● **Recorded data**

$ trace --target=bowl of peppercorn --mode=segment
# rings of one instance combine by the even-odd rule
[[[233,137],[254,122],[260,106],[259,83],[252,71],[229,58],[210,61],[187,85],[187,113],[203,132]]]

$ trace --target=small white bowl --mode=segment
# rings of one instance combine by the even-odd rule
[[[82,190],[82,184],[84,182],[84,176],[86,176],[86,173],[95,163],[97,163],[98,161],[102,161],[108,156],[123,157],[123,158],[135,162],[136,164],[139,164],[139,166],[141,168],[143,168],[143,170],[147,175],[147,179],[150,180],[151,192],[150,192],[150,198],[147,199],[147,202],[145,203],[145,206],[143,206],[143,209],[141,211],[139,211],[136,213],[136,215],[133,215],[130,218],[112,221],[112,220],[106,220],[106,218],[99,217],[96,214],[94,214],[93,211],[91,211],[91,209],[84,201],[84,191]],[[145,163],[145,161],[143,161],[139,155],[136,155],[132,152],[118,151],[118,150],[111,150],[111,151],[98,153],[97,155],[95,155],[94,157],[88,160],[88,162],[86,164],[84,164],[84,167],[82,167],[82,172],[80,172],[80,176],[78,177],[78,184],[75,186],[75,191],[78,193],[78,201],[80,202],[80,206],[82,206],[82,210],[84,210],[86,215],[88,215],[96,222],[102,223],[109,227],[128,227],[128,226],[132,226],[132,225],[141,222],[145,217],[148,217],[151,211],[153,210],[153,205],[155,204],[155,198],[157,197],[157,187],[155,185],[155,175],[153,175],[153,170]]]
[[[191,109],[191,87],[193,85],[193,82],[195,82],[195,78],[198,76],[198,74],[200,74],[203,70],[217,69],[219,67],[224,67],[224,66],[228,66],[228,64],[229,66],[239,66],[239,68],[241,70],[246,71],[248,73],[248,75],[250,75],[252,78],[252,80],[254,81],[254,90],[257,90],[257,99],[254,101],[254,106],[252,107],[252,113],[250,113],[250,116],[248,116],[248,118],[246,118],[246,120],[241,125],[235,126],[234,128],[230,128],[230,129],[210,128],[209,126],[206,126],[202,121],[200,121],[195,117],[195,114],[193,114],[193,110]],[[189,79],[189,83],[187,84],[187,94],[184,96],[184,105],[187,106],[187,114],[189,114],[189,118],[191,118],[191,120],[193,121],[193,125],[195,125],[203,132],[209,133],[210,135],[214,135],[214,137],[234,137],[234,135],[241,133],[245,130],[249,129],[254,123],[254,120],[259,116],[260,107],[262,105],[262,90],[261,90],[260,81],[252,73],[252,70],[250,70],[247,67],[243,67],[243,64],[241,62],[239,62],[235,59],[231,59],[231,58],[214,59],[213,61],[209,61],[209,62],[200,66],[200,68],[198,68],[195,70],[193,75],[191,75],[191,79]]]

● **Exercise objective**
All of the records must be retyped exactly as they are.

● **Finished task**
$ trace --target=bowl of peppercorn --mode=segment
# rings of one instance combine by the even-odd rule
[[[233,137],[254,122],[260,106],[259,83],[252,71],[229,58],[210,61],[187,85],[187,113],[203,132]]]

$ trace --target=small white bowl --mode=segment
# rings of one instance combine by the even-odd rule
[[[82,190],[82,184],[84,182],[84,176],[86,176],[86,173],[95,163],[97,163],[98,161],[102,161],[108,156],[123,157],[123,158],[135,162],[136,164],[139,164],[139,166],[141,168],[143,168],[143,170],[147,175],[147,179],[150,180],[151,192],[150,192],[150,198],[147,199],[147,202],[145,203],[145,206],[143,206],[143,209],[141,211],[139,211],[136,213],[136,215],[133,215],[130,218],[112,221],[112,220],[106,220],[106,218],[99,217],[96,214],[94,214],[93,211],[91,211],[91,209],[84,201],[84,191]],[[145,163],[145,161],[143,161],[139,155],[136,155],[132,152],[118,151],[118,150],[111,150],[111,151],[98,153],[97,155],[95,155],[94,157],[88,160],[88,162],[86,164],[84,164],[84,167],[82,167],[82,172],[80,172],[80,176],[78,177],[78,184],[75,186],[75,191],[78,193],[78,201],[80,202],[80,206],[82,206],[82,210],[84,210],[86,215],[88,215],[96,222],[102,223],[109,227],[128,227],[128,226],[132,226],[132,225],[141,222],[145,217],[148,217],[151,211],[153,210],[153,205],[155,204],[155,198],[157,197],[157,187],[155,185],[155,175],[153,175],[153,170]]]
[[[191,109],[191,87],[193,85],[193,82],[195,82],[195,78],[198,76],[198,74],[200,74],[203,70],[217,69],[219,67],[224,67],[224,66],[228,66],[228,64],[229,66],[239,66],[239,68],[241,70],[246,71],[248,73],[248,75],[250,75],[252,78],[252,80],[254,81],[254,90],[257,90],[257,99],[254,101],[254,106],[252,107],[252,113],[250,113],[250,116],[248,116],[248,118],[246,118],[246,120],[241,125],[235,126],[234,128],[230,128],[230,129],[210,128],[209,126],[206,126],[202,121],[200,121],[195,117],[195,114],[193,114],[193,110]],[[189,79],[189,83],[187,84],[187,94],[184,96],[184,105],[187,106],[187,114],[189,114],[189,118],[191,118],[191,120],[193,121],[193,125],[195,125],[203,132],[209,133],[210,135],[214,135],[214,137],[234,137],[234,135],[241,133],[245,130],[249,129],[254,123],[254,120],[259,116],[260,107],[262,105],[262,90],[261,90],[260,81],[252,73],[252,70],[250,70],[247,67],[243,67],[243,64],[241,62],[239,62],[235,59],[231,59],[231,58],[214,59],[213,61],[209,61],[209,62],[200,66],[200,68],[198,68],[195,70],[193,75],[191,75],[191,79]]]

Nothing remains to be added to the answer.